Beginning with the line that holds "Need: a marker for each instance of the distant" in the data below, give again every line through the one that holds "Need: a marker for each instance of the hazy", exactly as written.

◆ Records shown:

'''

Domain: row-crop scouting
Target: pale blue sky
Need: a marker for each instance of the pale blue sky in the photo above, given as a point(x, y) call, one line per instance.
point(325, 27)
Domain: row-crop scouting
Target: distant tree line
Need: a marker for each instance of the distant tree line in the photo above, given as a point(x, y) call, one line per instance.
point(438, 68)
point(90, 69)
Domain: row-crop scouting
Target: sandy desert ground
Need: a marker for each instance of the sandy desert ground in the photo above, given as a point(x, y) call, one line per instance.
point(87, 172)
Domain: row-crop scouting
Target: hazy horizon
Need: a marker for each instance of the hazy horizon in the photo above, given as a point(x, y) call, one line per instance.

'''
'''

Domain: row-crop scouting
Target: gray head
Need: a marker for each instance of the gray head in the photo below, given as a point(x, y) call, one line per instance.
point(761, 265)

'''

◆ Written reply:
Need: a marker for each instance of the distant tree line in the photo above, given as a point(x, y) call, one line per instance.
point(438, 68)
point(90, 69)
Domain: row-crop scouting
Target: sandy desert ground
Need: a marker for each instance of the sandy desert ground in the photo above, given as a point(x, y) call, one line per instance.
point(87, 172)
Domain: row-crop scouting
Target: hazy horizon
Need: a marker for each instance of the hazy horizon in the photo above, given as a point(x, y) call, one line per instance.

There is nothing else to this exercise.